> [THE TASK]: Print the listing again exactly, leaving nothing out.

> [DATA SUPPLIED]:

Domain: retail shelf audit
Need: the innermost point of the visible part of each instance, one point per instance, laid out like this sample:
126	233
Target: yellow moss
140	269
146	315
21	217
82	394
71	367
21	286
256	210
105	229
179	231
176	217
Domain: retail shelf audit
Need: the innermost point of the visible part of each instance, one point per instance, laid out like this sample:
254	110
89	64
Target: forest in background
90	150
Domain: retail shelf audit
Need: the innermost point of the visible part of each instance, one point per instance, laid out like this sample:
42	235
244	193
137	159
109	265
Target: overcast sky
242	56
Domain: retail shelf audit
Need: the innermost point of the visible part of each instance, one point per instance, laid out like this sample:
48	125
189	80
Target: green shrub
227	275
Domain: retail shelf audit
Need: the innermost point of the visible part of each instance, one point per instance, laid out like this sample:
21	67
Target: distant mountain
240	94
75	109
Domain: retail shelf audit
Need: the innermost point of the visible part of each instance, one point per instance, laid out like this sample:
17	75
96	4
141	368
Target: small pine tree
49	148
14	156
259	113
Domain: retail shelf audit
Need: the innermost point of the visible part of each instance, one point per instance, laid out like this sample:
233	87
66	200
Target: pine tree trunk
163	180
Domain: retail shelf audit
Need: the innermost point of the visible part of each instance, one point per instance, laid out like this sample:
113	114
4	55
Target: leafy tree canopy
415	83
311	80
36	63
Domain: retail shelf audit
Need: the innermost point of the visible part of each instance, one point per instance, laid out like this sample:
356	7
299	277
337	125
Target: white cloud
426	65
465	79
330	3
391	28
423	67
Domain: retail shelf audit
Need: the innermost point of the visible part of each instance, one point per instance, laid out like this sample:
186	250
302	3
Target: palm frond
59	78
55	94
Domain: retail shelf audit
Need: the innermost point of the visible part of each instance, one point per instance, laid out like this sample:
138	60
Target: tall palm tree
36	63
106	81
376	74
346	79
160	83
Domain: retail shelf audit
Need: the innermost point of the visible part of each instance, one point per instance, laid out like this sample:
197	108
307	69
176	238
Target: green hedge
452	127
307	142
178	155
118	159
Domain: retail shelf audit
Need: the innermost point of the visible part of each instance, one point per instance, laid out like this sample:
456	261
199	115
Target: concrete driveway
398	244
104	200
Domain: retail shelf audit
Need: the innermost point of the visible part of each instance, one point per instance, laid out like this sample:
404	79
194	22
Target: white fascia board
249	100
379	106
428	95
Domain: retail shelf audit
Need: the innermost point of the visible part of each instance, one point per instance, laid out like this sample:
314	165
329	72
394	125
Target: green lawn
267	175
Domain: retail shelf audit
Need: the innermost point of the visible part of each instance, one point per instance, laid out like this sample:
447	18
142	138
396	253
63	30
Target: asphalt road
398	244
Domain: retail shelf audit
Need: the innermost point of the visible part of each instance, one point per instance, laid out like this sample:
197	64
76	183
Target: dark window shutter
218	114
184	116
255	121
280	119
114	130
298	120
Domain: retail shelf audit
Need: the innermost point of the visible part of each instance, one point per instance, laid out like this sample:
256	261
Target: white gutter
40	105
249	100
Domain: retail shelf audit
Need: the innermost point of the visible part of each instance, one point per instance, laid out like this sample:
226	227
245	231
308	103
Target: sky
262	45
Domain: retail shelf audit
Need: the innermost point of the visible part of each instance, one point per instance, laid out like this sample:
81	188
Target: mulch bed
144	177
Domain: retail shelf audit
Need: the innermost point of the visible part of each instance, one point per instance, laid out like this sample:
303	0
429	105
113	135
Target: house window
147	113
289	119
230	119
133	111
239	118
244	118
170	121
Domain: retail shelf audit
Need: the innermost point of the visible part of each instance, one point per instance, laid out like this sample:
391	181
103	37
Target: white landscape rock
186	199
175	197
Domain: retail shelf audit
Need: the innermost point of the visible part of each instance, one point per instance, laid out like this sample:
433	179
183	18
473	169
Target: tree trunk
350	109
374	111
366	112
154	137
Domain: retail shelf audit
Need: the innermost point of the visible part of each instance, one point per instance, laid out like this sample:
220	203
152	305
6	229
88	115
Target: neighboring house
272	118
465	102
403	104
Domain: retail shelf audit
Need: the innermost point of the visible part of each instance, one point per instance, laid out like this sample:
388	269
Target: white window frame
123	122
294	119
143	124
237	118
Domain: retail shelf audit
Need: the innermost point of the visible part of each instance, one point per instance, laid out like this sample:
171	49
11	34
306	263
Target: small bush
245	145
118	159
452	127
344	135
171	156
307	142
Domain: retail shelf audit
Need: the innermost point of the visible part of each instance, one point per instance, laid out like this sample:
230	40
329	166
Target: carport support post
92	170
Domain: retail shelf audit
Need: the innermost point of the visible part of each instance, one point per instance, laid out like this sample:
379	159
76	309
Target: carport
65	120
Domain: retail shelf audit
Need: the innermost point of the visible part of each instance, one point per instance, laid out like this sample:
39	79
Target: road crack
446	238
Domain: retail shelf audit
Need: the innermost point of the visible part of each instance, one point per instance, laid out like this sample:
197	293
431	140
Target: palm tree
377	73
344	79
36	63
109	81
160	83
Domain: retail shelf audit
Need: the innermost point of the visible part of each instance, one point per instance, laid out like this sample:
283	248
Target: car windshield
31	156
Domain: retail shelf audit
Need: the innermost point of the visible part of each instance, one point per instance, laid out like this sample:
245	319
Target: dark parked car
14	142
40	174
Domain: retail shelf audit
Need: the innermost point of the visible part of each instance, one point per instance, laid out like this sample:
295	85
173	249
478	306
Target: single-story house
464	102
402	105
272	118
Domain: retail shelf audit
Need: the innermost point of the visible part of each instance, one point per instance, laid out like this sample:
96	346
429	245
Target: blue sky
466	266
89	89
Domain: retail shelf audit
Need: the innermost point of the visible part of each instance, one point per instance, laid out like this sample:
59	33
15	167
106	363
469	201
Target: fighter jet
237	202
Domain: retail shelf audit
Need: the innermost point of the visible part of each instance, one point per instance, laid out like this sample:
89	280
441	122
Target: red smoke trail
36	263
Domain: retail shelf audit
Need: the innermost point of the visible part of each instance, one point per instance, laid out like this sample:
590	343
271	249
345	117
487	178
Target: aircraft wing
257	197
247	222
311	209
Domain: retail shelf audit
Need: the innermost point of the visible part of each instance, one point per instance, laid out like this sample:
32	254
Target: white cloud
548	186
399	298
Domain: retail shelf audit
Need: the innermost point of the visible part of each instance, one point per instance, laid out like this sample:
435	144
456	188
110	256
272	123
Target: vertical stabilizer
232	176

> [RESPONSE]:
Domain: retail shelf audit
Need: the innermost point of the visible part of each instance, one point per instance, laid out like this sample:
126	233
Target: yellow moss
140	269
146	315
21	217
82	394
71	367
21	286
256	210
105	229
179	231
176	217
Domain: retail shelf audit
Need: the innermost point of the visible part of each instance, one point per instance, laid out like this sample:
254	110
89	64
Target: forest in background
90	150
Domain: retail shelf audit
Need: the innermost point of the visible part of each instance, one point per instance, laid out like this sample:
42	235
244	193
137	159
109	265
Target: overcast sky
242	56
Domain: retail shelf audit
Need: the innermost point of the visible part of each instance, one point per instance, laid out like this sample:
48	125
189	80
Target: green shrub
227	275
Domain: retail shelf audit
Need: the innermost point of the visible part of each instance, one point per instance, laid out like this sample:
21	67
Target: distant mountain
240	94
75	109
Domain: retail shelf audit
Need: the innermost point of the visible part of each instance, one point per instance, laid out like this sample:
17	75
96	4
141	368
Target: small pine tree
49	148
14	156
259	113
Domain: retail shelf audit
Need: the innermost point of the visible part of each instance, one point per instance, laid out like this sample:
233	87
66	200
Target: pine tree trunk
163	180
Domain: retail shelf audit
Need: the innermost point of the visible part of each instance, one point per instance, laid out like this sample:
113	114
4	55
Target: leafy tree canopy
415	83
311	80
36	63
Domain: retail shelf audit
Need: the innermost point of the visible part of each instance, one point per instance, laid out like this sample:
356	7
299	277
337	125
Target: white cloud
426	65
465	79
330	3
391	28
423	67
Domain: retail shelf audit
Need: the innermost point of the visible part of each instance, one point per instance, laid out like this sample:
186	250
302	3
Target: palm frond
59	78
55	94
Domain: retail shelf audit
Need: the innermost point of the visible part of each instance, one point per instance, laid out like this sample:
138	60
Target: tall palm tree
36	63
106	81
376	74
346	79
160	83
Domain: retail shelf audit
Need: the innermost point of the visible part of each instance, one point per instance, laid out like this sample:
197	108
307	69
176	238
Target: green hedge
452	127
307	142
178	155
118	159
Domain: retail shelf audit
Need: the innermost point of the visible part of each instance, one point per instance, laid out like this sample:
456	261
199	115
Target: concrete driveway
398	244
104	200
Domain: retail shelf audit
Need: the innermost point of the visible part of each instance, one point per instance, laid out like this sample:
404	79
194	22
Target: white fascia board
249	100
379	106
428	95
Domain: retail shelf audit
Need: the innermost point of the visible part of each instance, one point per instance, laid out like this sample:
314	165
329	72
394	125
Target: green lawn
267	175
Domain: retail shelf audit
Need: the innermost point of the visible part of each instance, one point per instance, laid out like this sample:
447	18
142	138
396	253
63	30
Target: asphalt road
398	244
Domain: retail shelf audit
Need: the innermost point of the visible part of each instance, one point per instance, laid out like this sample:
197	64
76	183
Target: dark window shutter
218	114
184	116
255	121
280	119
114	130
298	120
Domain: retail shelf audit
Need: the innermost point of the visible part of each instance, one point per instance, laid out like this sample:
256	261
Target: white gutter
40	105
249	100
Domain: retail shelf audit
Need: the innermost point of the visible part of each instance, one point per instance, laid out like this sample:
226	227
245	231
308	103
Target: sky
262	45
Domain: retail shelf audit
Need: the innermost point of the visible part of each instance, one point per instance, laid out like this sample:
81	188
Target: mulch bed
144	177
Domain: retail shelf audit
Need: the innermost point of the visible part of each instance, one point per instance, laid out like this sample:
303	0
429	105
113	135
Target: house window
147	113
289	119
230	119
133	111
239	118
244	118
170	121
Domain: retail shelf audit
Need: the innermost point of the visible part of each instance, one point per instance, laid out like this sample:
391	181
103	37
Target: white landscape rock
186	199
175	197
Domain: retail shelf audit
Need: the innermost point of the visible part of each instance, one point per instance, laid out like this sample:
433	179
183	18
473	169
Target: tree trunk
350	109
374	111
366	112
154	137
Domain: retail shelf audit
Need: the innermost point of the visible part of each instance, one point per instance, laid out like this sample:
220	203
152	305
6	229
88	115
Target: neighboring house
272	118
465	102
403	104
Domain: retail shelf audit
Need: the innermost point of the visible part of each instance, one point per instance, laid out like this sample:
388	269
Target: white window frame
123	122
294	119
143	124
237	118
Domain: retail shelf audit
Need: the innermost point of the visible part of each instance, one point per instance, laid out like this sample:
171	49
11	34
306	263
Target: small bush
245	145
118	159
452	127
344	135
171	156
307	142
Domain: retail shelf audit
Need: the innermost point of the visible part of each instance, one point per instance, laid out like this sample:
230	40
329	166
Target: carport support post
92	170
Domain: retail shelf audit
Need: the innermost point of the visible part of each instance, one point per instance, laid out like this sample:
379	159
76	309
Target: carport
65	120
Domain: retail shelf audit
Need: the innermost point of the visible part of each instance, one point per instance, laid out like this sample:
39	79
Target: road crack
446	238
Domain: retail shelf audit
Need: the innermost point of the visible part of each instance, one point per instance, laid out like this sample:
197	293
431	140
Target: palm tree
377	73
344	79
36	63
109	81
160	83
Domain: retail shelf audit
Need: the innermost point of the visible part of each instance, one point per instance, laid out like this sample:
283	248
Target: car windshield
31	156
Domain: retail shelf audit
Need: the innermost point of the visible part of each instance, one point per instance, laid out like this sample:
245	319
Target: dark parked car
14	142
40	174
Domain: retail shelf audit
Need: the innermost point of the visible part of each instance, one point per instance, laid out like this sample:
295	85
173	249
478	306
Target: single-story house
464	102
402	105
272	118
Domain: retail shelf audit
Need: the innermost point of the visible part of each instance, one point per instance, laid out like this sample:
96	346
429	245
Target: blue sky
466	266
89	89
Domain: retail shelf audit
Need: the innermost point of the visible part of each instance, one point per instance, laid out like this sample:
59	33
15	167
106	363
469	201
Target: fighter jet
237	202
Domain: retail shelf audit
Need: the innermost point of the visible part of each instance, one point per instance, laid out like this sample:
89	280
441	122
Target: red smoke trail
36	263
Domain: retail shelf audit
Need: the innermost point of the visible part of each instance, one point per instance, laid out like this sample:
590	343
271	249
345	117
487	178
Target: aircraft wing
257	197
247	222
311	209
Domain: retail shelf audit
Need: the innermost point of the visible part of each instance, one point per instance, laid out like this sample:
32	254
Target: white cloud
548	186
399	298
Domain: retail shelf audit
Need: the innermost point of the visible part of each instance, one point per instance, laid out like this sample:
435	144
456	188
110	256
272	123
Target: vertical stabilizer
232	176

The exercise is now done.